Sentenced to hang
Pour changer, je vais commencer cet article par un mea culpa : si je me suis procuré Sentenced to Hang, c’est uniquement en regardant la jaquette de son édition en VCD, et en souhaitant me faire un bon petit CAT-3. Je ne me suis renseigné sur rien : ni sur son sujet, ni sur ses acteurs, encore moins sur son intérêt potentiel. C’est comme ça, aussi, que l’on se créé soi-même de véritables surprises ! Allez, j’essaye de vous la reconstituer, telle que je l’ai vécue, sans tricher...
Incapables de s’intégrer dans la société, Wai (Tony leung ; à la fois balayeur et pseudo-majordome), Charn (Kent Cheng ; surnommé "Moustache" à cause de sa - bon d’accord ; maquilleur au rabais) et Kong (Elvis Tsui ; instructeur dans une auto-école) décident de se venger d’un homme mieux placé qu’eux, qui les a toujours traité avec condescendance - juste histoire de se passer les nerfs. Le renvoi de Wai sera donc l’occasion de passer à l’acte ; et Kau, l’ex-patron de Wai, de devenir la victime d’un kidnapping qui évoluera rapidement en meurtre. Plutôt que de se retirer, les trois hommes enlèveront ensuite le père de Kau, s’enfonçant peu à peu dans une voie sans retour...

- DONNÉES BRUTES
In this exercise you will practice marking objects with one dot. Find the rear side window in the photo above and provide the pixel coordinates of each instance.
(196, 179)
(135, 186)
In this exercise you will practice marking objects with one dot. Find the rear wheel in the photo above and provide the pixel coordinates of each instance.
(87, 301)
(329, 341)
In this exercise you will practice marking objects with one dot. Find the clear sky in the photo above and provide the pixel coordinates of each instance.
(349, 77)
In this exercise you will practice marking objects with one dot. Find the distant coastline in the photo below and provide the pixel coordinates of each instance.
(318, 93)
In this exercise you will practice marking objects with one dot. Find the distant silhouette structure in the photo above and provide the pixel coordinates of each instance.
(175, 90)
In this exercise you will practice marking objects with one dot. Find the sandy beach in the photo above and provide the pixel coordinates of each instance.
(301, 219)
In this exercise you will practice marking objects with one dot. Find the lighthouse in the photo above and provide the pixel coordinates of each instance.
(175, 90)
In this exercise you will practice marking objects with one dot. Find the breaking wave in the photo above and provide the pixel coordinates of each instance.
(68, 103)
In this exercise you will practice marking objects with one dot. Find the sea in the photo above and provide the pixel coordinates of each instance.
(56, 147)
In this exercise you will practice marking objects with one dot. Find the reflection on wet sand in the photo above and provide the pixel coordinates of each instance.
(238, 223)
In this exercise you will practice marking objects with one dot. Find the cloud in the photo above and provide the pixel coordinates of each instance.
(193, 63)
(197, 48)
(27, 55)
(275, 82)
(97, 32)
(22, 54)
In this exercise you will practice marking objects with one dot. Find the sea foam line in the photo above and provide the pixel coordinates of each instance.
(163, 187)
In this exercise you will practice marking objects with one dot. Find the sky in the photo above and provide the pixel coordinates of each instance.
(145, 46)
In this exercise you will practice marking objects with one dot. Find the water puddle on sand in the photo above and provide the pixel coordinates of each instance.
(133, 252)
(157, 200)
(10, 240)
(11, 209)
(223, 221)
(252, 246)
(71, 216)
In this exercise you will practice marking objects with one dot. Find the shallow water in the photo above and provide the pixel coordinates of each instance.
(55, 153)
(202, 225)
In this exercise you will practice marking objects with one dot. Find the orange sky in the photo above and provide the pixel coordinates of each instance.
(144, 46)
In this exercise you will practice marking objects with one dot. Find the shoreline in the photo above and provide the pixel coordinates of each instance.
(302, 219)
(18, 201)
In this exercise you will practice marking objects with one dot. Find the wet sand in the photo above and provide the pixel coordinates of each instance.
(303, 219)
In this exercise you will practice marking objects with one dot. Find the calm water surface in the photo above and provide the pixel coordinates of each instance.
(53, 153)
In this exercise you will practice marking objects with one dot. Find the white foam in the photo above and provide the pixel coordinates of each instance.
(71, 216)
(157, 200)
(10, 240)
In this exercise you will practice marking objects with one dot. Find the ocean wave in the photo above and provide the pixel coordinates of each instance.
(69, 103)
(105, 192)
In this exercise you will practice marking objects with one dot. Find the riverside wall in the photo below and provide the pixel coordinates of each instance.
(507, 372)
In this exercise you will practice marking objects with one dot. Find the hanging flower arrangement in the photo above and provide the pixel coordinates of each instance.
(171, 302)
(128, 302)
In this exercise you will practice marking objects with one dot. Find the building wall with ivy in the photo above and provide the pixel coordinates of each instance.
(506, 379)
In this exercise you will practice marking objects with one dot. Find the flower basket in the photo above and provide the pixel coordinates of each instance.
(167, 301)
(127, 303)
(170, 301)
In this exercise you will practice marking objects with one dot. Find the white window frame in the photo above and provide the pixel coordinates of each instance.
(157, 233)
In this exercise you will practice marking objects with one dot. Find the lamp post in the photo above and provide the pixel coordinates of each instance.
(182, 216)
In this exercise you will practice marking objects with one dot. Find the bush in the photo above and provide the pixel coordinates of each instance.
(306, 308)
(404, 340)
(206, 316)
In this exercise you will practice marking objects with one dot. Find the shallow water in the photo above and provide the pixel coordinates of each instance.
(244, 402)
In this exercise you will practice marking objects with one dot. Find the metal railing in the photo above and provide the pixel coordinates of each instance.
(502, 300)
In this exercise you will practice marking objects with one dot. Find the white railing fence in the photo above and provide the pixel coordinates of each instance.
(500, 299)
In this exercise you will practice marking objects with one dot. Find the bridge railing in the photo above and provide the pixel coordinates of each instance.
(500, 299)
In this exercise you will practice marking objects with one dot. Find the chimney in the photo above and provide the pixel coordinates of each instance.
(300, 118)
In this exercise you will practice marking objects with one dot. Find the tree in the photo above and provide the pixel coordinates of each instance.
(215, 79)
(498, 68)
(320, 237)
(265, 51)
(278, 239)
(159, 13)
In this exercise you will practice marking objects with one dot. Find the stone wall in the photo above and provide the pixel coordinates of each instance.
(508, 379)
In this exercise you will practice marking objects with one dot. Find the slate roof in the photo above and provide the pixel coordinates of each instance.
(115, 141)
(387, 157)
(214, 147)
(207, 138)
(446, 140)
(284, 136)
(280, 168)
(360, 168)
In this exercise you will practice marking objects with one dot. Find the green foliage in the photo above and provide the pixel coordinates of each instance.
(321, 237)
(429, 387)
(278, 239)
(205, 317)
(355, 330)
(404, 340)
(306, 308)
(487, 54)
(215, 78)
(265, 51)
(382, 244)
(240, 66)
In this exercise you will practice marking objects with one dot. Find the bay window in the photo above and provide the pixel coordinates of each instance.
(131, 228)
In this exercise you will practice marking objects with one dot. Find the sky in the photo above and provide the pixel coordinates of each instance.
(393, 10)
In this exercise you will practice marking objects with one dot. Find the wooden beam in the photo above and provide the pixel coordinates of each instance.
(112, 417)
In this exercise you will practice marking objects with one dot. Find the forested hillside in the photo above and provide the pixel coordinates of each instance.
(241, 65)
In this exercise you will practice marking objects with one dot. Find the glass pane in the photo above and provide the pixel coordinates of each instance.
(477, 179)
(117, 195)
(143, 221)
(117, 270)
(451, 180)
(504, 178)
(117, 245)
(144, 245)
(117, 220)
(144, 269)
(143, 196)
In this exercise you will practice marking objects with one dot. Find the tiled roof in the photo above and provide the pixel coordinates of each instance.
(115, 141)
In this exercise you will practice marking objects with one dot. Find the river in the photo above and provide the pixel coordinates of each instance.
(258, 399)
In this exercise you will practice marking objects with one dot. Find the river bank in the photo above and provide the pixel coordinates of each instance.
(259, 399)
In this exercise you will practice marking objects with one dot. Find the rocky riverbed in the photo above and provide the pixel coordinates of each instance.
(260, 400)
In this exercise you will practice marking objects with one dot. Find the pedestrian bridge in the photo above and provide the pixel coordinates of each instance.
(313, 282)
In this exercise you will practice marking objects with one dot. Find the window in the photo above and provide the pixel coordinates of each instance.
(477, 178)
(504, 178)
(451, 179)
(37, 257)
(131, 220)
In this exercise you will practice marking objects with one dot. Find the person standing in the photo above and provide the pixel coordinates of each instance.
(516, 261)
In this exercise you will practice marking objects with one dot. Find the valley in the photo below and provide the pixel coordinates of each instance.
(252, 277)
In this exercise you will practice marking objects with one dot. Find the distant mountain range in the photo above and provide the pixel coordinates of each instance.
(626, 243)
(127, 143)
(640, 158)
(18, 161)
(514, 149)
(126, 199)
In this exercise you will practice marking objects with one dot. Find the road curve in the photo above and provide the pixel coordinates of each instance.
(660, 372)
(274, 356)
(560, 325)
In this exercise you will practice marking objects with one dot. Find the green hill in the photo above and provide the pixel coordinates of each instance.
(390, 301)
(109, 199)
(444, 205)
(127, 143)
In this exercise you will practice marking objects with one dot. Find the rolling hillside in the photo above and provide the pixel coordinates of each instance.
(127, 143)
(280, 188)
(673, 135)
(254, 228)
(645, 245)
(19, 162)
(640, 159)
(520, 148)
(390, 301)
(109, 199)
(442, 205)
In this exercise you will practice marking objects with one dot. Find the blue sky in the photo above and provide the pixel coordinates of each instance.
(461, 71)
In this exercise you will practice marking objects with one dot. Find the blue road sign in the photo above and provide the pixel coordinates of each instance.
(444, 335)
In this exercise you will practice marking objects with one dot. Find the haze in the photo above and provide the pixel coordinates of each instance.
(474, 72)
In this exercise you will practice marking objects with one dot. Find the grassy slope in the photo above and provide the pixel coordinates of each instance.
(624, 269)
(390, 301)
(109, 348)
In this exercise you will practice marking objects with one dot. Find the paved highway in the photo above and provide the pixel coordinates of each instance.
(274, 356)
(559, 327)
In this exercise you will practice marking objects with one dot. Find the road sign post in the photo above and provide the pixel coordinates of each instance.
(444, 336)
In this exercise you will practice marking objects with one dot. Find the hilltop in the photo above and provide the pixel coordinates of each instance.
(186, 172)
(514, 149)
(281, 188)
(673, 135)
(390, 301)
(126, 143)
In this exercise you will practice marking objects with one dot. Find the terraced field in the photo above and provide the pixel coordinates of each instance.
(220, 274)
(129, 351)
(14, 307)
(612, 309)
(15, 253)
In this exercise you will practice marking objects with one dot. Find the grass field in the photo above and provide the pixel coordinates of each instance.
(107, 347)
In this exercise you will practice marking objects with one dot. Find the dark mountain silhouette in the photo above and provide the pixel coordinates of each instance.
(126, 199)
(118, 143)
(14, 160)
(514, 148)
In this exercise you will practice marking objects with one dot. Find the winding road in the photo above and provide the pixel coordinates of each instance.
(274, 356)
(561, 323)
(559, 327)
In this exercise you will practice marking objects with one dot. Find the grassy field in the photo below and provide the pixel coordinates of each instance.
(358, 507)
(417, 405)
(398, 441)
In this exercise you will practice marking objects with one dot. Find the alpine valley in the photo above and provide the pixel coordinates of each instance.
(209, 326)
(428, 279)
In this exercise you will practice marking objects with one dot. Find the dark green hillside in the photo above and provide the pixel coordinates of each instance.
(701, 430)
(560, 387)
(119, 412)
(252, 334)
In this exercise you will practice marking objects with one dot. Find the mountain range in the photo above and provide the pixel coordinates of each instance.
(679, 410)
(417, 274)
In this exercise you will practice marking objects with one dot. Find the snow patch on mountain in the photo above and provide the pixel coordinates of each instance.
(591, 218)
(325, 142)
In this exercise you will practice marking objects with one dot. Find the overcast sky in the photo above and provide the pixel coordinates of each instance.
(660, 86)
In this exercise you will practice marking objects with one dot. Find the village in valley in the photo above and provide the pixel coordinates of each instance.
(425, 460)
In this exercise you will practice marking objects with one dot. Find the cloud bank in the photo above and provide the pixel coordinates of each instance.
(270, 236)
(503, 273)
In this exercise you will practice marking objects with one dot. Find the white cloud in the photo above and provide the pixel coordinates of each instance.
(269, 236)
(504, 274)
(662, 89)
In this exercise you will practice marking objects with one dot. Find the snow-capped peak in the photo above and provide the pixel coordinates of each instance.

- CONSIGNES
a - Réécrivez le passage du texte extrait qui va de "Incapables de s’intégrer" jusqu'à "voie sans retour...", en remplaçant "Kau" par "Chow".
b - Indiquez si chacune de ces affirmations concorde avec le texte extrait, en répondant par oui ou par non et en citant les mots qui tranchent : (i) L'auteur s'était informé sur le sujet du film avant de se le procurer. (ii) Kong travaille comme instructeur dans une auto-école. (iii) Les trois hommes enlèvent le père de Kau.
c - D'après le texte extrait, quel surnom donne-t-on à Charn ?
Le matériel fourni n'est d'aucune utilité ici.

- RÉSULTATS
a -
Incapables de s’intégrer dans la société, Wai (Tony leung ; à la fois balayeur et pseudo-majordome), Charn (Kent Cheng ; surnommé "Moustache" à cause de sa - bon d’accord ; maquilleur au rabais) et Kong (Elvis Tsui ; instructeur dans une auto-école) décident de se venger d’un homme mieux placé qu’eux, qui les a toujours traité avec condescendance - juste histoire de se passer les nerfs. Le renvoi de Wai sera donc l’occasion de passer à l’acte ; et Chow, l’ex-patron de Wai, de devenir la victime d’un kidnapping qui évoluera rapidement en meurtre. Plutôt que de se retirer, les trois hommes enlèveront ensuite le père de Chow, s’enfonçant peu à peu dans une voie sans retour...

b -
(i) Non : « Je ne me suis renseigné sur rien : ni sur son sujet »
(ii) Oui : « Kong (Elvis Tsui ; instructeur dans une auto-école) »
(iii) Oui : « les trois hommes enlèveront ensuite le père de Kau »

c - On le surnomme « Moustache ».